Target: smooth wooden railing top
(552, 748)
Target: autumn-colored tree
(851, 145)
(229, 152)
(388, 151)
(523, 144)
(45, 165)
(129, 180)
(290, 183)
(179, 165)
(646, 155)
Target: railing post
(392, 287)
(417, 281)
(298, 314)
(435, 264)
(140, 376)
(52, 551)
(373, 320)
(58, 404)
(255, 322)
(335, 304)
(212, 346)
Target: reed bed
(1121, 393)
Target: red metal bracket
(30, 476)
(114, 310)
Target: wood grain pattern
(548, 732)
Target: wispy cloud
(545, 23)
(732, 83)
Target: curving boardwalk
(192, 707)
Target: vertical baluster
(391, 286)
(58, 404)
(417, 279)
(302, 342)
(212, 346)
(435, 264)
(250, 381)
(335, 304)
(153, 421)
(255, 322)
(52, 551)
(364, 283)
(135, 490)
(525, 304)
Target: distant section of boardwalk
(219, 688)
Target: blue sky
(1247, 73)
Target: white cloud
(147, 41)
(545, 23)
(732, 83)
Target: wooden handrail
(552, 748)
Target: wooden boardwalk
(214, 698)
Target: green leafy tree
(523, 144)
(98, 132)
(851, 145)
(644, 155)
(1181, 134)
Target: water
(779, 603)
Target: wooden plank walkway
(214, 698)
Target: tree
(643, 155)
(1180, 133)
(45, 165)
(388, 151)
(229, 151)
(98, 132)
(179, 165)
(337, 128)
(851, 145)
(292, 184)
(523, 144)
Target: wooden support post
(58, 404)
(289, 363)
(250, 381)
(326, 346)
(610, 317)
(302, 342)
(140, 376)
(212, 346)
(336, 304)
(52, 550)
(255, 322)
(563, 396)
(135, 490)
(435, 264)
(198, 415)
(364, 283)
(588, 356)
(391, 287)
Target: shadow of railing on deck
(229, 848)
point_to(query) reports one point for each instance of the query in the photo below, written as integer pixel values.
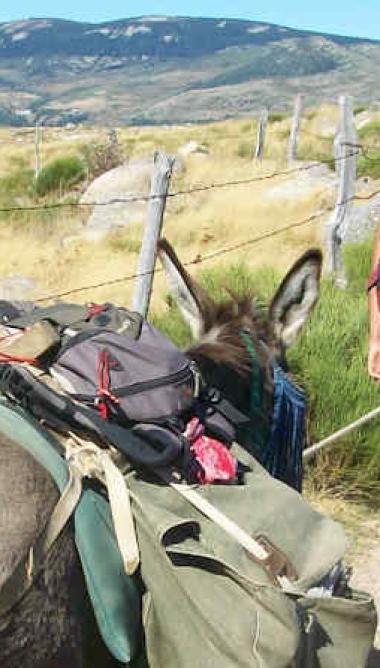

________________________

▸ Exercise objective
Reproduce the listing from the line containing "Target: water" through the end of the listing, inclusive, including the requests, with each coordinate value in the answers multiplied by 1.05 and rounded to the nearest whole number, halves rounded up. Omit the pictures from your reply.

▸ In response
Target: water
(818, 633)
Target: wooden plank walkway
(225, 733)
Target: tree
(675, 163)
(1239, 140)
(47, 173)
(407, 159)
(240, 159)
(103, 139)
(188, 173)
(354, 134)
(894, 152)
(307, 193)
(549, 151)
Target: wooden support post
(61, 424)
(303, 381)
(263, 400)
(342, 363)
(641, 333)
(317, 359)
(147, 395)
(223, 363)
(353, 319)
(55, 578)
(268, 338)
(591, 416)
(142, 515)
(457, 277)
(208, 436)
(382, 297)
(617, 374)
(411, 301)
Target: shadow of railing on deck
(240, 890)
point_to(query) reports one point for each instance of the query in the photo below, written as integer pixel values.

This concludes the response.